-- Text provided start --

Is this a compiler error or an error in the code?

This question, proposes a SFINAE solution that technically works with both my gcc and clang versions. However, because it only disabled the operator, not the class, It starts to yield very confusing error messages when one tries to hash any non-hashable class:

template <typename T>
struct hash
{
    typename std::enable_if_t<std::is_base_of<foo::hashable, T>::value, std::size_t>
    operator()(const T& x) const { return 13; }
};
...
struct fail {};
std::unordered_set<fail> bay;
...
type_traits:2388:44: error: no type named 'type' in 'std::enable_if<false, unsigned long>';
  'enable_if' cannot be used to disable this declaration

I would like to not consider the macro solution. I have further tried the following approaches:

template <typename T>
struct hash<std::enable_if_t<std::is_base_of<foo::hashable, T>::value, T>>

Both compiler complain that they cannot deduce the type, which I find rather irritating because I don't see much of a difference towards the first solution.

-- Text provided end --
-- Dataset content start --

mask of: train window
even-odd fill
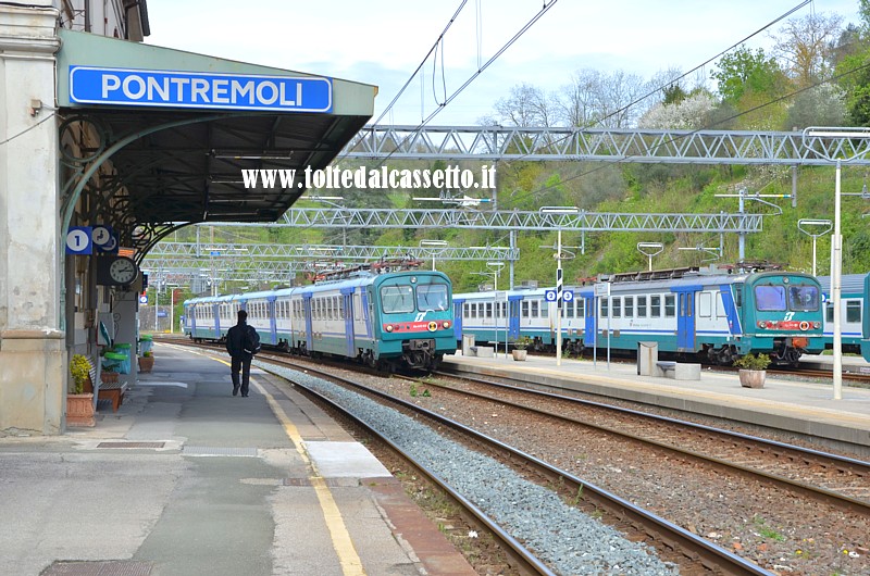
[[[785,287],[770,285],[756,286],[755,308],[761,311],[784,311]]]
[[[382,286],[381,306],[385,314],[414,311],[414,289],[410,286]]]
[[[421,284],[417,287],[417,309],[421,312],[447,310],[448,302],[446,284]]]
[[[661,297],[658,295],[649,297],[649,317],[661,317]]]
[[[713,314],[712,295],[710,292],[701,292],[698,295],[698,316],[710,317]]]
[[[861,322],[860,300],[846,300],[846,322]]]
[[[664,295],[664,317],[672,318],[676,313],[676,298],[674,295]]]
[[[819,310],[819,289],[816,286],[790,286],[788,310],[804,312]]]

-- Dataset content end --
-- Dataset content start --

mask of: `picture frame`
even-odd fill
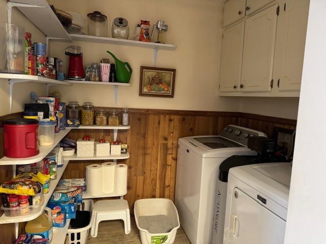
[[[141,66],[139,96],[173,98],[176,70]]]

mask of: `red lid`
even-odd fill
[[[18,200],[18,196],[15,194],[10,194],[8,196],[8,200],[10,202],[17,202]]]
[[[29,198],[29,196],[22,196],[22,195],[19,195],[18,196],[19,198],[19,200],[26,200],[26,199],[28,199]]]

-- Dataset content end --
-- Dataset content start --

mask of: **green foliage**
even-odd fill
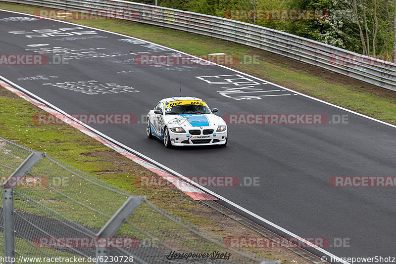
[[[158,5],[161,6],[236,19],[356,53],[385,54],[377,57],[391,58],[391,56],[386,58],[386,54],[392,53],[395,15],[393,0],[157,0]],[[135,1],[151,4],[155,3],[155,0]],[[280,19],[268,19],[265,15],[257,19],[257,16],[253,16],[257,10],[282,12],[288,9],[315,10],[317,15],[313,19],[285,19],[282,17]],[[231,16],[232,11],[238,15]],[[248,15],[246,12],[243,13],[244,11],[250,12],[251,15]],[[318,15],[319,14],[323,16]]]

-- Dataset content end --

## Aim
In the post about SFINAE and hashing, can you replace "irritating" with "frustrating" in the passage from "I would like" to "the first solution."?

## Exercise response
I would like to not consider the macro solution. I have further tried the following approaches:

template <typename T>
struct hash<std::enable_if_t<std::is_base_of<foo::hashable, T>::value, T>>

Both compiler complain that they cannot deduce the type, which I find rather frustrating because I don't see much of a difference towards the first solution.